PASSAGE TO READ below:
She is well-practiced in facilitating meaningful and effective intercultural engagement and this makes her the perfect person for overseeing our operations in the multicultural country of South Africa.
When not attending meetings or planning her next endeavour, Shayle can be found spending time with her family or taking part in some or other exciting outdoors activity!
Meet Peter, our Science Officer in Seychelles. Peter previously volunteered with GVI in Costa Rica and has extensive experience working with and researching green turtles in Canada, USA and Taiwan.
This well-travelled nature lover has also created a short nature documentary related to turtle conservation. He holds a Master of Science in Marine Biology and can speak a total of four languages!
"I was first attracted to GVI by the exciting research being conducted on Curieuse, as well as the chance to work for an organisation that aids and empowers local communities in the management of their marine resources."
Meet Chris, our Country Director for Seychelles. Chris first joined GVI back in 2009 as Field Staff on a Marine Conservation Expedition in Mexico before transferring to Seychelles a year later.
End of PASSAGE TO READ.
> [WHAT YOU NEED TO DO]: Using the staff profiles above, mark each of the following statements yes if it agrees with them or no if it does not, and quote the deciding words. (a) Peter holds a Master of Science in Marine Biology. (b) Chris first joined GVI as Field Staff in Seychelles. (c) Peter previously volunteered with GVI in Taiwan.
DATA FOR REVIEW below:
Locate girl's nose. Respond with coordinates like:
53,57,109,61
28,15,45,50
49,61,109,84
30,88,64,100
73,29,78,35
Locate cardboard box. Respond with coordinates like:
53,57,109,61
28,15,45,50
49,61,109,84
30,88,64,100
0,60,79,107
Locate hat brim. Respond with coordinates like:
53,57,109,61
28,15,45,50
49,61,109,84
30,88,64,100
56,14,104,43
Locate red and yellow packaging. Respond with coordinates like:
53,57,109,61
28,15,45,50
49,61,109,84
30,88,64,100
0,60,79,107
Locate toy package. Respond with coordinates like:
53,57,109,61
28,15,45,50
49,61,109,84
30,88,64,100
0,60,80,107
End of DATA FOR REVIEW.
> [REPLY TO THE EXERCISE]:
(a) Yes: "He holds a Master of Science in Marine Biology"
(b) No: "as Field Staff on a Marine Conservation Expedition in Mexico before transferring to Seychelles a year later"
(c) No: "Peter previously volunteered with GVI in Costa Rica"